• Excerpts from a location annotation dataset:
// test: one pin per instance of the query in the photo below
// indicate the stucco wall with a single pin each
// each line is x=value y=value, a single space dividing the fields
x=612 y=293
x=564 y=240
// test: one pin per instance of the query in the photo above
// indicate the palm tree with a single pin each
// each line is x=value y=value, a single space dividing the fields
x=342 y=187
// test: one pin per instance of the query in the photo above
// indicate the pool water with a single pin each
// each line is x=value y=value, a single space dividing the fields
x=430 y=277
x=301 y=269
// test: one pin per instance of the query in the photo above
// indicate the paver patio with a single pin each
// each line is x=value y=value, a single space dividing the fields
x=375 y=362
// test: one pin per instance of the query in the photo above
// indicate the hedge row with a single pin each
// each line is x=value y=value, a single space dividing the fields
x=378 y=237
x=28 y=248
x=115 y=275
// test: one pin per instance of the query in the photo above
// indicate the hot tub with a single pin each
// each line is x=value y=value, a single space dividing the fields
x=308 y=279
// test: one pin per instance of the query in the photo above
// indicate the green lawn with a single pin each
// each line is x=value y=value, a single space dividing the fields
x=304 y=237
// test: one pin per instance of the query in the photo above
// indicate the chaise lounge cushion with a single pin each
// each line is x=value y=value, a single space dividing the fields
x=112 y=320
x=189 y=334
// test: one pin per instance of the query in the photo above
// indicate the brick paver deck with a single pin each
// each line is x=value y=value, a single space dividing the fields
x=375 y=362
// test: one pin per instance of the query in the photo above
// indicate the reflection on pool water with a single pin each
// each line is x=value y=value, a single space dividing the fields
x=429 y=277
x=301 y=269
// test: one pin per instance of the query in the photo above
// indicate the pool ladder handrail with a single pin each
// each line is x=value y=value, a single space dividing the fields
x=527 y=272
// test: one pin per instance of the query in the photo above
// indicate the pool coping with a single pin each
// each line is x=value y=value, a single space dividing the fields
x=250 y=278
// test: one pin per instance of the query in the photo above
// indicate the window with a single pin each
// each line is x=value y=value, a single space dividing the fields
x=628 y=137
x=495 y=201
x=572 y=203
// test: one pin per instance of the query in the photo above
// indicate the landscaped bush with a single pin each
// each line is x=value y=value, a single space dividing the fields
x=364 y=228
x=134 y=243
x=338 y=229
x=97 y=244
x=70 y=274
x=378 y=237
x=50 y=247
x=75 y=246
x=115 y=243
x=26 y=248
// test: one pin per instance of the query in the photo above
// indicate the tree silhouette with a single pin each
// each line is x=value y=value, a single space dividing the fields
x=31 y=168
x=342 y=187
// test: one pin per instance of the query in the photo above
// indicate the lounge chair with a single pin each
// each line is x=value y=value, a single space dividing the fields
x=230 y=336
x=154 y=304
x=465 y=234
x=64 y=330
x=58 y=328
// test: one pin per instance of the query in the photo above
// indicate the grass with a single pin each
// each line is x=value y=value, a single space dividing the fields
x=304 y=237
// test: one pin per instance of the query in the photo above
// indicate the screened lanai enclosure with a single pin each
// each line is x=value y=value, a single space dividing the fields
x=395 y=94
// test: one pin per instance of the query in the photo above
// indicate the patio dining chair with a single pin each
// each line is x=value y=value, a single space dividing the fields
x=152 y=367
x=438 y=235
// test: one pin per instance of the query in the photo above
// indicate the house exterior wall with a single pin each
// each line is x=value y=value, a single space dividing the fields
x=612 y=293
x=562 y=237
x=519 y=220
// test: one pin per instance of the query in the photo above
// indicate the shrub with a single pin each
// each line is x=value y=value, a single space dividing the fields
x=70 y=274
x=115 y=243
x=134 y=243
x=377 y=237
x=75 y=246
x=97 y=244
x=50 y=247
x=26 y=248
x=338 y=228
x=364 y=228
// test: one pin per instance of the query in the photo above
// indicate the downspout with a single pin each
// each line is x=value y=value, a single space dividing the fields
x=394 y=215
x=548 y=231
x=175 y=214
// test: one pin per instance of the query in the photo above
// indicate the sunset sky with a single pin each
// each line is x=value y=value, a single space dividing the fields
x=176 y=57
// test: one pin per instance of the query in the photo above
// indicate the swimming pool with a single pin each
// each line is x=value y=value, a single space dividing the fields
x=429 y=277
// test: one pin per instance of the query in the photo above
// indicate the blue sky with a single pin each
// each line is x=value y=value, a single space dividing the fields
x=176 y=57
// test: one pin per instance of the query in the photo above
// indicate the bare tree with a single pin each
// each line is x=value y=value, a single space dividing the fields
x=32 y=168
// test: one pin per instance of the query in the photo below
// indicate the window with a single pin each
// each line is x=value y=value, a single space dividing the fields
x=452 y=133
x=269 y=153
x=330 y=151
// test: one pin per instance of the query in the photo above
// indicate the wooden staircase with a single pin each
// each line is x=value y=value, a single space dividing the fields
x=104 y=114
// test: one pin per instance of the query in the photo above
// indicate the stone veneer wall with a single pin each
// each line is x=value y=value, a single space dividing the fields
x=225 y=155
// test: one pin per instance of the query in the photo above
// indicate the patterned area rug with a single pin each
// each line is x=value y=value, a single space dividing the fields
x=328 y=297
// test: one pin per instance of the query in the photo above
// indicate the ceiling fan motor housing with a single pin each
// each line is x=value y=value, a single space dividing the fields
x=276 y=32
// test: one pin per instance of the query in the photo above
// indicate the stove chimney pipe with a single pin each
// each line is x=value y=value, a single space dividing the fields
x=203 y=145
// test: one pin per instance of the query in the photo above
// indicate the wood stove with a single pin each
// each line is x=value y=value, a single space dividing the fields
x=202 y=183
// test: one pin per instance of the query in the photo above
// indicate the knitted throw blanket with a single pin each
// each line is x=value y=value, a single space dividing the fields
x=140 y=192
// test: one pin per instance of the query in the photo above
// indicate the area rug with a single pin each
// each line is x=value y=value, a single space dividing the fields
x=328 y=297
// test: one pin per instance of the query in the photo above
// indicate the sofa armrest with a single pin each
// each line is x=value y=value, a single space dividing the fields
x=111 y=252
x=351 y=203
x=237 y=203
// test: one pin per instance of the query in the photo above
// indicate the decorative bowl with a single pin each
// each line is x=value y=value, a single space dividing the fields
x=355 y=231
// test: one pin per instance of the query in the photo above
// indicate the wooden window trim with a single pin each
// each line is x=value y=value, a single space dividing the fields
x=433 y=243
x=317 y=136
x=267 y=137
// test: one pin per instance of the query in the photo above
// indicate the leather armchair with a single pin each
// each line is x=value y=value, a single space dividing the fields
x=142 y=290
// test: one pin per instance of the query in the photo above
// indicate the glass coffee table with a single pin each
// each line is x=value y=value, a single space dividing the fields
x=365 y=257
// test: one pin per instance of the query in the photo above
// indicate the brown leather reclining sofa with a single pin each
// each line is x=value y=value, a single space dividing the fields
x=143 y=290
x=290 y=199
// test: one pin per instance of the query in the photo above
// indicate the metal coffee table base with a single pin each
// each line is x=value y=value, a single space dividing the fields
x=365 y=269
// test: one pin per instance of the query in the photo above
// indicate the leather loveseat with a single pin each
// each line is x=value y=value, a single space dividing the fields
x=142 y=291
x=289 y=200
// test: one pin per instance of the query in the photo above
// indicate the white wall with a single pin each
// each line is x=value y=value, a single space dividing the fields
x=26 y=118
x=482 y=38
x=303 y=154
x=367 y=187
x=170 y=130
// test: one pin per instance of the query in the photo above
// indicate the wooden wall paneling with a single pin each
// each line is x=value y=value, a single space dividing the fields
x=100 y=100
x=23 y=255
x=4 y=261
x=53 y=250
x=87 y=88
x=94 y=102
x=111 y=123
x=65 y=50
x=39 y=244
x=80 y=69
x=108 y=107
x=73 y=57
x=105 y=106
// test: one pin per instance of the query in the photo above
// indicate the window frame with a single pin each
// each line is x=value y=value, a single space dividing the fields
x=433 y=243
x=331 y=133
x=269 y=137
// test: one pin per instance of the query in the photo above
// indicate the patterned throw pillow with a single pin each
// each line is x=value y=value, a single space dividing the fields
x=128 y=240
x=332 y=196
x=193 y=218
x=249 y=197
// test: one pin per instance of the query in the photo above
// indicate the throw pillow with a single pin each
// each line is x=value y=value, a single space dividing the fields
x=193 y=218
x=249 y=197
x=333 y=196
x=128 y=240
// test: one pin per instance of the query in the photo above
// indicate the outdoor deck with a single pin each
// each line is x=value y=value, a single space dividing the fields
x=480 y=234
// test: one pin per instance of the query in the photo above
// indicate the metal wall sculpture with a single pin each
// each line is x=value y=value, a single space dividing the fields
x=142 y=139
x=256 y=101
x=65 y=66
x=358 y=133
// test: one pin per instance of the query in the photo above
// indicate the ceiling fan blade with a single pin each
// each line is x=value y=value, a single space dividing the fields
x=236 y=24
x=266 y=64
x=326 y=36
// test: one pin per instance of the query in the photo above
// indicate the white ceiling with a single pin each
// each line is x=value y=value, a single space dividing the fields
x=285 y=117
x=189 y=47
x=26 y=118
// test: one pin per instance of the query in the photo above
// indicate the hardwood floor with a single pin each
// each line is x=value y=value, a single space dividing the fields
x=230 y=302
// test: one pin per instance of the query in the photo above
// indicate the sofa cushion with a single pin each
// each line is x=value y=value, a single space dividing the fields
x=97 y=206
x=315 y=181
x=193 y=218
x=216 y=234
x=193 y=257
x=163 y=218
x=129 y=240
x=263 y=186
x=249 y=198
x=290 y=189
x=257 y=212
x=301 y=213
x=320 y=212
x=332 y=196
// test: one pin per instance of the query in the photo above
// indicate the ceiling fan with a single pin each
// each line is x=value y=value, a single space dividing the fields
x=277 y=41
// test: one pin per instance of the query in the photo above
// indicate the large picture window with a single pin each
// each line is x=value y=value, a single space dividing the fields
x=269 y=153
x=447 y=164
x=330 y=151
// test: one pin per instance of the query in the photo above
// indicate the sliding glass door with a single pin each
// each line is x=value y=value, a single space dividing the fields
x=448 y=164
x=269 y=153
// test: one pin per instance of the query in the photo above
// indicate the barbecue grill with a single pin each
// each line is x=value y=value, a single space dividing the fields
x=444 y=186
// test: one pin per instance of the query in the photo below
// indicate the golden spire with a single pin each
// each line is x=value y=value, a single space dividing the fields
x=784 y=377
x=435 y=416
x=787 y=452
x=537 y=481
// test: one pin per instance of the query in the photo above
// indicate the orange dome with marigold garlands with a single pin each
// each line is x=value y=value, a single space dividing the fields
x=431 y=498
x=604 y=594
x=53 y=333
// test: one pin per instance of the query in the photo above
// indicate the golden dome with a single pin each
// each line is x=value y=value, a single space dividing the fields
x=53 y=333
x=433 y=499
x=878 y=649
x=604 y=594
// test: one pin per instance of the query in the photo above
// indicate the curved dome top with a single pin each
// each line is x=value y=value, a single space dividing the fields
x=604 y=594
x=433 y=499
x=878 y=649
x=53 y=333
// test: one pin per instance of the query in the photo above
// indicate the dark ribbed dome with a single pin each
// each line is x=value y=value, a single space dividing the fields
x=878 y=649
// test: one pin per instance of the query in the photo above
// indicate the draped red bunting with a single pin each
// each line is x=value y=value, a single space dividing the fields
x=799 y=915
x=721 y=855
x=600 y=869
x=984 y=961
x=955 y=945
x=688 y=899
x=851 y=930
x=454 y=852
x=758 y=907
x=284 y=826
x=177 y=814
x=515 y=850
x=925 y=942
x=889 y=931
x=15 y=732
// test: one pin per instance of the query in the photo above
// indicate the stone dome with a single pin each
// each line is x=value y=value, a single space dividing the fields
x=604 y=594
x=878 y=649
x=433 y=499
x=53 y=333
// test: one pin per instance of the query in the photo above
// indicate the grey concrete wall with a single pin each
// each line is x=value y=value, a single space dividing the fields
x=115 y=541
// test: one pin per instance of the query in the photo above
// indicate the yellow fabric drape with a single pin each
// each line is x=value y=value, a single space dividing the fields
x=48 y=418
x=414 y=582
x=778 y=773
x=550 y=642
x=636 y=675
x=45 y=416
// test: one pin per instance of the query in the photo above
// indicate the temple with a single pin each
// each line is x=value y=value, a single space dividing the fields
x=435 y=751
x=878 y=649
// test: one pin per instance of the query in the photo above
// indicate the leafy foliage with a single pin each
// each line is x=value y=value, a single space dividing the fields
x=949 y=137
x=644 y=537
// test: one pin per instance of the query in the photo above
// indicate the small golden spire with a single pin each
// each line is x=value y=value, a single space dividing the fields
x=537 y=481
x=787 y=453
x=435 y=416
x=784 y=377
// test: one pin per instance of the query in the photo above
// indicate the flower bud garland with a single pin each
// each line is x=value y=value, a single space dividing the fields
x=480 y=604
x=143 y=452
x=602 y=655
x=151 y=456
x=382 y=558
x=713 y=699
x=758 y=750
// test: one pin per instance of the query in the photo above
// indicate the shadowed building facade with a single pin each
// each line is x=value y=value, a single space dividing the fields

• GOAL: Can you write out the records above word for word, starting at the first line and ending at the line that contains "x=115 y=275", with that line included?

• COMPLETE RESPONSE:
// test: one pin per instance of the query in the photo below
// indicate the stucco wall with a single pin each
// each line is x=value y=value, a single space dividing the fields
x=612 y=293
x=564 y=240
// test: one pin per instance of the query in the photo above
// indicate the palm tree with a single pin each
// each line is x=value y=value, a single space dividing the fields
x=342 y=187
// test: one pin per instance of the query in the photo above
// indicate the pool water with a single pin each
// each line is x=value y=value, a single space dividing the fields
x=430 y=277
x=301 y=269
// test: one pin per instance of the query in the photo above
// indicate the paver patio with a single pin each
// each line is x=value y=value, a single space dividing the fields
x=375 y=362
// test: one pin per instance of the query in the photo above
// indicate the hedge row with a single pin each
// each line is x=value y=value, a single space dividing the fields
x=378 y=237
x=28 y=248
x=115 y=275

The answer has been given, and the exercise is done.